Stored entries:
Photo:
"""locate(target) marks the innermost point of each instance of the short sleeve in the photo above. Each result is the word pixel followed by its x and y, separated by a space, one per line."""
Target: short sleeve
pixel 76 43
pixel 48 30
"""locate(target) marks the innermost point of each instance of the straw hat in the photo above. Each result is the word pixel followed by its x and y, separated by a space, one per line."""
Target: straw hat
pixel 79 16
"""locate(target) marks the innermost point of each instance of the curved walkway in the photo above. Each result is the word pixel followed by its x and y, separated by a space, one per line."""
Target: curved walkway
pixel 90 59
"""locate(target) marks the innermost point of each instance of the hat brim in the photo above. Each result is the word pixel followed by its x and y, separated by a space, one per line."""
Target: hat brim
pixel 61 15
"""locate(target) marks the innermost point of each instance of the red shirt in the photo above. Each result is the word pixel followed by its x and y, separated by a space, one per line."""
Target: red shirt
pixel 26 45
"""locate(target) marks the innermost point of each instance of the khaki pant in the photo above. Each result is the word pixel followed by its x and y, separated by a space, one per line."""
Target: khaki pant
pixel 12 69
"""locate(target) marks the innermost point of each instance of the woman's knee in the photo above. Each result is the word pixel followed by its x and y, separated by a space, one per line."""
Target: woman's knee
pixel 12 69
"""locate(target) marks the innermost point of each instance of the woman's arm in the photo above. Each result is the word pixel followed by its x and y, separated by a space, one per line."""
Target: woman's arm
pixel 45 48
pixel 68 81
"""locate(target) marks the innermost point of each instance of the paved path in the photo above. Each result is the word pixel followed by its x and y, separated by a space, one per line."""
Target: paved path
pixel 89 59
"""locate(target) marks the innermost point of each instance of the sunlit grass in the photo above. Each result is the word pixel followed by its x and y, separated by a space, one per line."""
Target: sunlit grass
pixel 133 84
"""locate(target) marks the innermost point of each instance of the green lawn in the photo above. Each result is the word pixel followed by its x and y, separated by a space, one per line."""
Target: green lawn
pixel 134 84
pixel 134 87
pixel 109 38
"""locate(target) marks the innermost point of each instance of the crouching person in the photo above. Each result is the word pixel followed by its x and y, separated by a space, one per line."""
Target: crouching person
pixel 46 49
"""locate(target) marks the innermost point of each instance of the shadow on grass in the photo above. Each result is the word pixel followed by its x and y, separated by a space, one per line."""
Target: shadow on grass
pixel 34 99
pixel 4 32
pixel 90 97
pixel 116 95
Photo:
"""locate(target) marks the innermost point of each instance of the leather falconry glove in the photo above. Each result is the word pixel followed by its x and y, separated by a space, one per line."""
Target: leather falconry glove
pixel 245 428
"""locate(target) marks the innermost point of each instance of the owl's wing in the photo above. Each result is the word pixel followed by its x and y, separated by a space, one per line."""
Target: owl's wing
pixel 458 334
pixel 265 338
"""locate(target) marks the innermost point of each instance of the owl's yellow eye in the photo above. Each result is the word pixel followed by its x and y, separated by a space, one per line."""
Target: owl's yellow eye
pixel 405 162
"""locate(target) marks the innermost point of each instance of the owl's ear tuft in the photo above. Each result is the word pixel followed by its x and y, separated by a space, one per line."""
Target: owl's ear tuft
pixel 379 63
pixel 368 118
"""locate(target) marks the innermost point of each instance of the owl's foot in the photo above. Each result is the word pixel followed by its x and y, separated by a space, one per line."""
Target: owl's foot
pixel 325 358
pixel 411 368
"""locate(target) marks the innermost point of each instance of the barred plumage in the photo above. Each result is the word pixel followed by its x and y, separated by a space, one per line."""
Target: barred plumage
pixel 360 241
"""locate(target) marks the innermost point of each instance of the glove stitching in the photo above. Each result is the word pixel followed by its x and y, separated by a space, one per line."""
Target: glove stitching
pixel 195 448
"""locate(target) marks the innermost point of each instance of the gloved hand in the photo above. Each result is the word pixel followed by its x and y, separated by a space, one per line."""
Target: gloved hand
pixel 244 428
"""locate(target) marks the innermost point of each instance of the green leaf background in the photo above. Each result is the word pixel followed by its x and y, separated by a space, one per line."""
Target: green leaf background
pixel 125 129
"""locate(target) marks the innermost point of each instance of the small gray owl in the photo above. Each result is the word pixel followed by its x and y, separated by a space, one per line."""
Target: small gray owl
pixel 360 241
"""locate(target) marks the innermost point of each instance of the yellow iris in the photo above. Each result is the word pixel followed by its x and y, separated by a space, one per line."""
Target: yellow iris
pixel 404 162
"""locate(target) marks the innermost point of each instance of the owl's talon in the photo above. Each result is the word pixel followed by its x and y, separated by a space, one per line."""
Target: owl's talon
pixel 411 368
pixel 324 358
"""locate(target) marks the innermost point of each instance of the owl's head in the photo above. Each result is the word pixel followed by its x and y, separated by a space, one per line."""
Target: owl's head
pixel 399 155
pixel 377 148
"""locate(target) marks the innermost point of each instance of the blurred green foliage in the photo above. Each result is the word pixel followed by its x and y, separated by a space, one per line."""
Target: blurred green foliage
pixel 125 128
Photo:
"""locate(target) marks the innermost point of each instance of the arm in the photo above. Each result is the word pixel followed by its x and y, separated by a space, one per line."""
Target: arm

Your goal: From the records above, transcribe without alteration every line from the one with "of the gloved" to the one with "the green leaf", inclusive.

Response below:
"""locate(target) marks the innermost point of each instance of the gloved hand in the photo above. Each result is the word pixel followed by its x and y, separated by a space, one per line."""
Target: gloved hand
pixel 244 428
"""locate(target) marks the innermost point of each instance of the green leaf background in the photo above. Each result is the word pixel followed by its x and y, separated by a space, one per line."""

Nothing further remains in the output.